■ **Given text**
........

11 Cust. Ct. 338 | Cust. Ct. | 1943
ORDER
These are appeals to reappraisement involving so-called duress entries in connection with which a certificate was filed under the provisions of section 503 (b) of the Tariff Act of 1930 stating that the merchandise was entered at higher values than the dutiable values because of advances made by the appraiser in a similar casp then pending on appeal to reappraisement, the said test case being Pittsburgh Entry No. 263 of November 4, 1939, Reappraisement No. 138002-A. That case was decided on March 13, 1942 (R. L. Swearer et al. v. United States, Reap. Dec. 5598), and the record therein was, on motion of counsel for the plaintiff which was not objected to on the part of the defendant, incorporated and made a part of the record in this case.
The merchandise involved consists of potters’ gold .colors exported from England between October 24, 1940, and January 26, 1942. The merchandise was appraised on the basis of United States value (sec. 402 (e), Tariff Act of 1930). No attempt is made by the importer to contradict the actual values found on such basis by the appraiser, it being the plaintiff’s contention that the proper basis of value for the merchandise is the foreign value as defined in section 402 (c) of the said act. Since the importer herein is the foreign manufacturer’s sole agent and exclusive American purchaser both parties apparently agree that there was no export value for the goods as defined in section 402 (d).
In addition to the incorporated record, the record before me consists of a so-called affidavit which purports on its face to have been executed by one Sidney T. Harrison of Stoke-on-Trent, England and to have been sworn to before one J. W. Moxon, who styles himself “A Commissioner for Oaths.”
At the time so-called affidavit was offered in evidence by counsel for the plaintiff, counsel for the defendant asked leave to reserve any objections he might have for the brief, and with that understanding the so-called affidavit was admitted as collective exhibit 1, together with some 59 invoices which are referred to therein.
It may be stated at this point that a document executed in a manner identical with that of exhibit 1 herein was offered in evidence as exhibit 1 at the trial of the incorporated case. At that time objection was made thereto on the ground that it consisted “of conclusions of law as immaterial, irrelevant, and incompetent” and leave was asked
In the brief filed on behalf of the defendant in the cases before me it is contended that both exhibit 1 in the instant case and exhibit 1 in the incorporated case are not admissible for the reason that they lack any certification as to the authority of J. W. Moxon to take the affidavit of the affiant.
In the reply brief filed on behalf of the plaintiff it is pointed out that as to exhibit 1 [in the incorporated case only the general objection to its materiality, relevancy, and competency was taken, and Noonan v. Caledonia, Mining Co., 121 U. S. 393, is cited, among other cases, for the proposition that such a general objection is insufficient to cover the specific defect of lack of authentication charged in defendant’s brief.
In exhibit 1 in the instant case I observe the following paragraph:
2. This will supplement affidavit sworn to by me on April 18, 1941, at Hanley in the City of Stoke-on-Trent, England, before J. W. Moxon, a Commissioner for Oaths, which affidavit, together with the fifty-five invoices attached thereto and made a part thereof I hereby make a part of this affidavit with the same force and effect as if herein fully set forth.
It is my view that the two documents, although offered separately,, are, for the purposes of this case, one, and while it is true that perhaps as to certain items here involved exhibit 1 in the incorporated case may have some bearing standing alone, in view of the conclusion I have reached, and which is set forth, infra, I believe no injustice or unnecessary hardship will be imposed upon the plaintiff by reason of their being so considered.

........

■ **Record extracts**
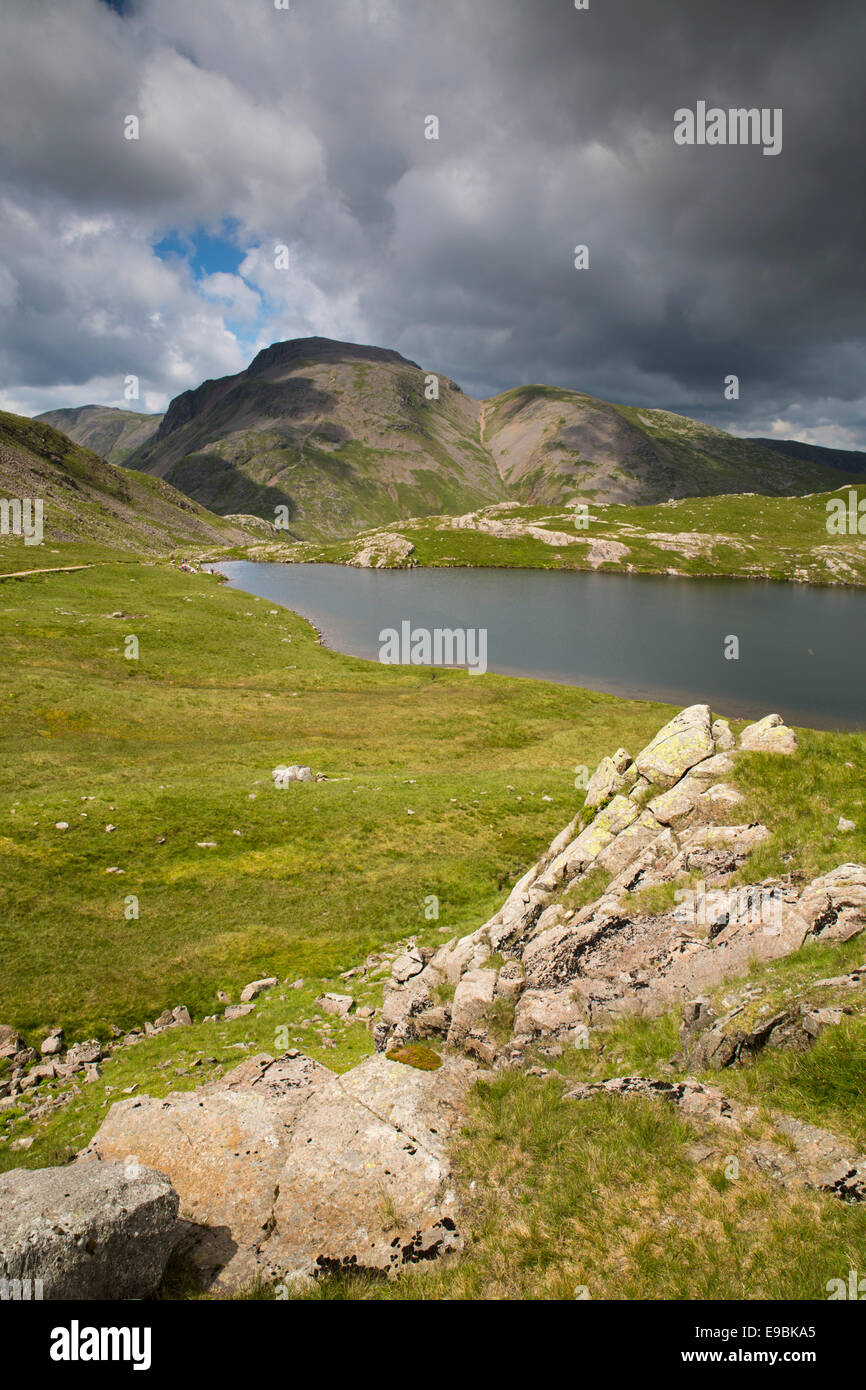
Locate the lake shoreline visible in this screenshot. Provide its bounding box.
[209,560,866,733]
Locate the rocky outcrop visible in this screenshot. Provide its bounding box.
[681,965,866,1072]
[83,1054,477,1289]
[740,714,799,753]
[261,1055,475,1279]
[563,1076,866,1202]
[348,531,416,570]
[375,705,866,1066]
[0,1161,179,1300]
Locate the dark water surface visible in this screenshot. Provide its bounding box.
[213,560,866,728]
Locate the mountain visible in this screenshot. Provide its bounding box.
[35,406,163,463]
[43,338,863,541]
[0,411,257,550]
[484,386,861,506]
[753,439,866,473]
[128,338,507,538]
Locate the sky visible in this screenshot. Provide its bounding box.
[0,0,866,449]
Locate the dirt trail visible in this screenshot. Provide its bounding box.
[0,564,96,580]
[478,400,509,488]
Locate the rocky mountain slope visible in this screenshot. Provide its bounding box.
[484,386,861,505]
[0,413,250,553]
[35,406,163,464]
[119,338,506,535]
[33,338,862,541]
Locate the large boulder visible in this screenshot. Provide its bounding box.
[260,1049,477,1280]
[86,1054,334,1284]
[740,714,799,753]
[0,1159,179,1300]
[635,705,716,787]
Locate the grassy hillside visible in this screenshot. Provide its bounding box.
[0,411,250,561]
[250,484,866,584]
[0,548,866,1300]
[35,406,163,464]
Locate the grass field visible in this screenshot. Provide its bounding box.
[0,545,866,1298]
[262,488,866,585]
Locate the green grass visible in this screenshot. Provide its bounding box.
[272,485,866,585]
[0,546,866,1298]
[289,1074,866,1301]
[0,547,669,1041]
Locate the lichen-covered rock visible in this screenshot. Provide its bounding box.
[260,1054,477,1280]
[740,714,799,755]
[85,1054,334,1284]
[635,705,716,787]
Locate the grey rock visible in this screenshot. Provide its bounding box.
[316,994,354,1019]
[0,1159,179,1300]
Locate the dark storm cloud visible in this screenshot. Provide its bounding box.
[0,0,866,446]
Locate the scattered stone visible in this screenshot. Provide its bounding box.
[39,1029,63,1056]
[67,1038,104,1070]
[316,994,354,1019]
[222,1004,256,1023]
[240,974,279,1004]
[0,1023,24,1058]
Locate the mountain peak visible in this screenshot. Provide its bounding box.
[246,338,418,377]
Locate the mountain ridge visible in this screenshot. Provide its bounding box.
[33,338,866,541]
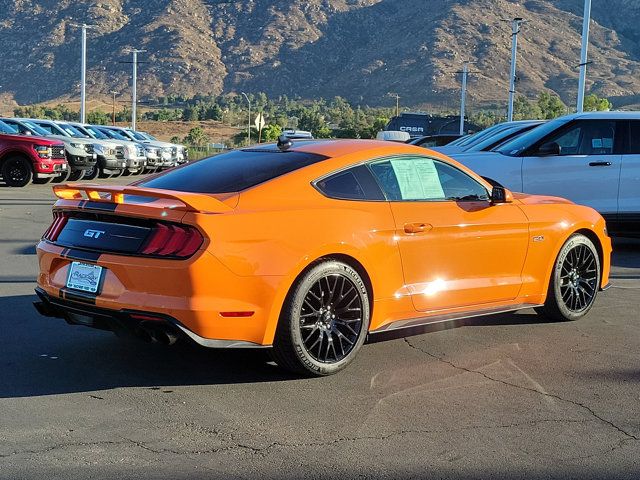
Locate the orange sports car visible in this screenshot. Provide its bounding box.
[36,139,611,375]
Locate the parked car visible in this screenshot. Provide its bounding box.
[103,125,178,170]
[92,125,163,173]
[407,134,464,148]
[0,121,69,187]
[133,131,189,165]
[2,118,96,183]
[26,119,127,180]
[376,130,411,143]
[58,122,147,176]
[444,120,545,153]
[36,139,611,375]
[282,128,313,140]
[436,120,542,155]
[453,112,640,234]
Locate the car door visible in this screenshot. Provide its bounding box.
[522,119,624,215]
[617,120,640,231]
[370,156,528,312]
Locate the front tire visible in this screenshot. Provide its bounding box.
[2,156,33,187]
[536,234,601,321]
[272,260,371,376]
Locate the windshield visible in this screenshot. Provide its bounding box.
[60,123,90,138]
[125,130,149,142]
[0,120,17,134]
[100,128,131,141]
[136,132,158,141]
[84,125,109,140]
[496,118,570,157]
[465,123,540,152]
[22,122,55,137]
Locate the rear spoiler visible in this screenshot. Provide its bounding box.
[53,183,233,213]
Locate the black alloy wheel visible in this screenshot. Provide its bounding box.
[272,259,370,376]
[299,274,362,363]
[536,234,601,320]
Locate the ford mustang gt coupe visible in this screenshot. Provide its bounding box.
[35,137,611,375]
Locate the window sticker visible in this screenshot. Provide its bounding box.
[391,158,445,200]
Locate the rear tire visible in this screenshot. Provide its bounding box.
[2,156,33,187]
[272,260,371,376]
[536,234,601,321]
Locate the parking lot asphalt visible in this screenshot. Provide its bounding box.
[0,179,640,480]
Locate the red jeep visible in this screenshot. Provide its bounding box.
[0,122,69,187]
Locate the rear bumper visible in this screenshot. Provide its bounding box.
[37,241,282,348]
[33,288,269,348]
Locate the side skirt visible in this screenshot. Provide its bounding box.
[367,303,542,343]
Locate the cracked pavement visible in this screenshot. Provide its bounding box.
[0,180,640,480]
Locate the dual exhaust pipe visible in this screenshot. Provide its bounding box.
[134,322,178,345]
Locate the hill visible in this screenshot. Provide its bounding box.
[0,0,640,108]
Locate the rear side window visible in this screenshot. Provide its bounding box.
[543,120,620,155]
[314,165,385,201]
[371,157,489,202]
[138,147,327,193]
[627,121,640,154]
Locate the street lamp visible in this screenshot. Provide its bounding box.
[110,90,120,125]
[576,0,591,113]
[125,48,146,131]
[71,23,96,123]
[507,17,524,122]
[240,92,251,146]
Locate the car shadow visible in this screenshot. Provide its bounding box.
[0,295,299,398]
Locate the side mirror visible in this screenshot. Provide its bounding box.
[538,142,560,157]
[491,186,513,205]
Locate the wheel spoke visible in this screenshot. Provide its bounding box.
[298,274,363,363]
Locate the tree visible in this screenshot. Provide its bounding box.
[262,123,282,142]
[538,92,567,120]
[184,127,209,147]
[584,93,613,112]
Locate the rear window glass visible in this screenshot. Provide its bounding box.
[138,148,327,193]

........

■ **Request 1**
Retype the customs court decision word for word, everything from "It is my view" down to "being so considered.".
■ **Request 2**
Extend the customs court decision beyond its last sentence.

■ **Exercise output 1**
It is my view that the two documents, although offered separately,, are, for the purposes of this case, one, and while it is true that perhaps as to certain items here involved exhibit 1 in the incorporated case may have some bearing standing alone, in view of the conclusion I have reached, and which is set forth, infra, I believe no injustice or unnecessary hardship will be imposed upon the plaintiff by reason of their being so considered.

■ **Exercise output 2**
The portion of section 501 of the Tariff Act of 1930 pertinent to the-matter of the admission in evidence of affidavits reads as follows :
* * *. In finding such value affidavits and depositions of persons whose attendance can not reasonably be had, price lists and catalogues, reports or depositions of consuls, customs agents, collectors, appraisers, assistant appraisers, examiners, and other officers of the Government may be admitted in evidence. * *
The rule of this court on the subject is as follows:
25. HEARINGS IN REAPPRAISEMENTS.
* * * * * * *
At the hearing of appeals for reappraisement affidavits of persons whose attendance cannot reasonably be had, reports of special agents, and other United States officials discharging their duties in investigating market conditions, shall, when admitted in evidence, be considered and accorded such credence and probative force as, in the opinion of the judge, the circumstances may justify.
* * * * * * *
As a general rule, in the absence of statutory provision or rule of court, an affidavit taken outside the state cannot be received in court as an affidavit until it is shown that the person before whom it was taken was an officer authorized to perform such act; * * *.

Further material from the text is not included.